### What the task requires
Rewrite the entrepreneurship article from "Five years into" through "start a business.", switching every "entrepreneur" to "founder".

Five years into becoming a full time entrepreneur, Pat Kane divulges her top tips
Every entrepreneur has a different story about why he or she decided to start a business.
Some have known from day dot that they wanted to start their own business and others have come up with ideas while working for someone else and decided to take the entrepreneurial leap – I am in that latter category.
Just over five years ago, I took a huge leap of faith to become a full time entrepreneur. I traded in the stability of a successful corporate career to pursue an unknown path filled with adventure, joy, hope and lots of ‘wait.. what?’ moments too. And while I always say that to an extent, you can prepare yourself for it, most entrepreneurs will agree with me on one thing – being an entrepreneur is the ultimate definition of “learning on the job”.
Learning is at the core of entrepreneurial success.
In business today, change is constant, and to keep up with change, we must keep learning. As an entrepreneur, you are always learning something new – and no, it’s not always rainbows and sparkles. In fact, the shiny bits are rare. Some of the most powerful lessons come with lack of sleep, tough conversations and an enormous dose of self-doubt…
Am I doing the right thing?
Am I doing enough?
Am I good enough?
Entrepreneurship is that kind of education that you can’t get in a classroom… and that’s absolutely priceless. Be prepared to learn and fail and then try again. I am always saying that when it comes to entrepreneurship, even when you fail you are learning!
At some stage, you will probably need to pivot*
The pandemic has forced us all to think outside the box. Things can change unexpectedly! When I think of my business, reuzi, during that dreadful pandemic period, a few things come to mind:
- My actions during that time were in alignment with my long-term goals – eye on the prize at all times. We didn’t suddenly turn into a first-aid or wellness shop. We entered the pandemic as a sustainable living store and we continued to do so throughout those rough months.
- Our pivoting strategy was based on reuzi’s existing capabilities, cementing – not undermining – our strategic intent. Take individual education, for instance. I wanted to continue to be able to talk about sustainable living and offer solutions to everyday problems so I had to find ways to connect with my customers and clients in a way that didn’t feel awkward or distant. And I guess that’s where webinars via Zoom came in really handy!
- Lastly, pivots must offer a sustainable path to profitability, one that preserves and enhances brand value in the mind of the consumer. Again, we were there to solve an issue by offering eco alternatives to everyday products. We didn’t suddenly start offering a range of products that deviated from our strategy. We knew who we were and where we wanted to get, pandemic or not.

### Provided material

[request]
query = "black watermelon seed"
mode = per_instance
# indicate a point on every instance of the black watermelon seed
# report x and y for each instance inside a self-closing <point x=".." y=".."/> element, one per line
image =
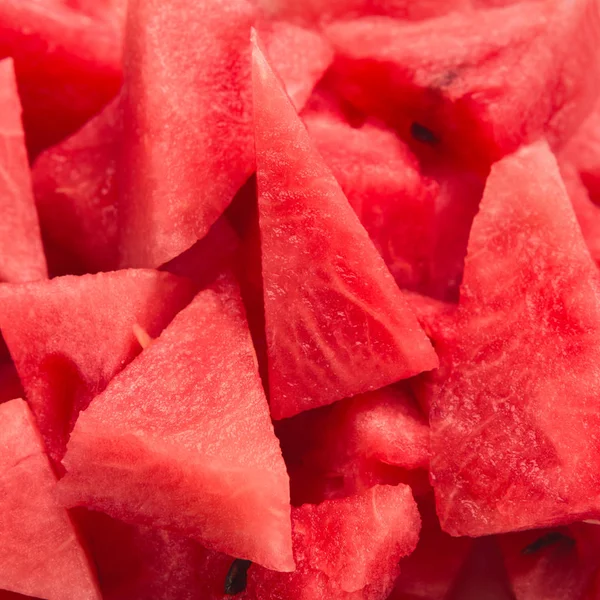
<point x="237" y="577"/>
<point x="423" y="134"/>
<point x="550" y="539"/>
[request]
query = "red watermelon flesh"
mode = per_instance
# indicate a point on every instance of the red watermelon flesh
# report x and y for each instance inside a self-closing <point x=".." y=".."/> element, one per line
<point x="188" y="90"/>
<point x="68" y="66"/>
<point x="512" y="426"/>
<point x="325" y="10"/>
<point x="587" y="213"/>
<point x="299" y="55"/>
<point x="431" y="571"/>
<point x="456" y="92"/>
<point x="583" y="151"/>
<point x="76" y="194"/>
<point x="344" y="448"/>
<point x="191" y="417"/>
<point x="382" y="180"/>
<point x="345" y="549"/>
<point x="553" y="564"/>
<point x="336" y="323"/>
<point x="10" y="384"/>
<point x="70" y="336"/>
<point x="21" y="252"/>
<point x="208" y="257"/>
<point x="136" y="562"/>
<point x="39" y="549"/>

### Result below
Five years into becoming a full time founder, Pat Kane divulges her top tips
Every founder has a different story about why he or she decided to start a business.